(Natural language region descriptions)
------------------------
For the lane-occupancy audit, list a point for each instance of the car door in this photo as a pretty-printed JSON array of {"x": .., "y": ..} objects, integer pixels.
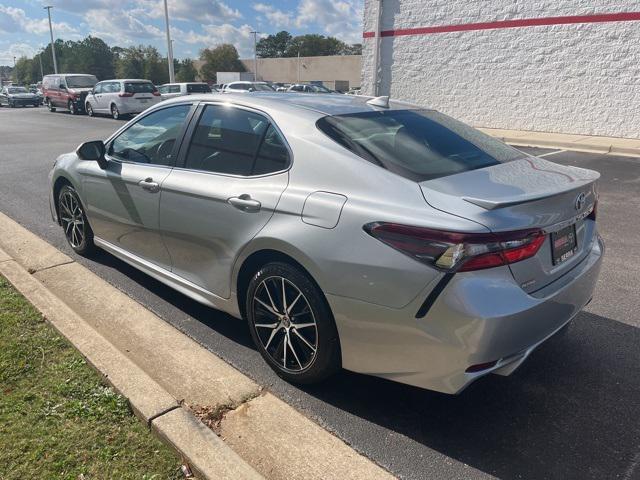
[
  {"x": 223, "y": 191},
  {"x": 123, "y": 199}
]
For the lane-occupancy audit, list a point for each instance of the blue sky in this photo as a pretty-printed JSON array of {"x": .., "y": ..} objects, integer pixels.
[{"x": 195, "y": 24}]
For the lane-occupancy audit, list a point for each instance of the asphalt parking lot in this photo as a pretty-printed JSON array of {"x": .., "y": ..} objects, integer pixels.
[{"x": 571, "y": 411}]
------------------------
**Task statement**
Nothing but the lines from the one with "of the asphalt" through the last line of the data should appear; print them exactly.

**Final answer**
For the lane-occupancy audit, list a point for each instance of the asphalt parking lot in this photo as a pretty-printed JSON array of {"x": .., "y": ..} objects, integer pixels.
[{"x": 571, "y": 411}]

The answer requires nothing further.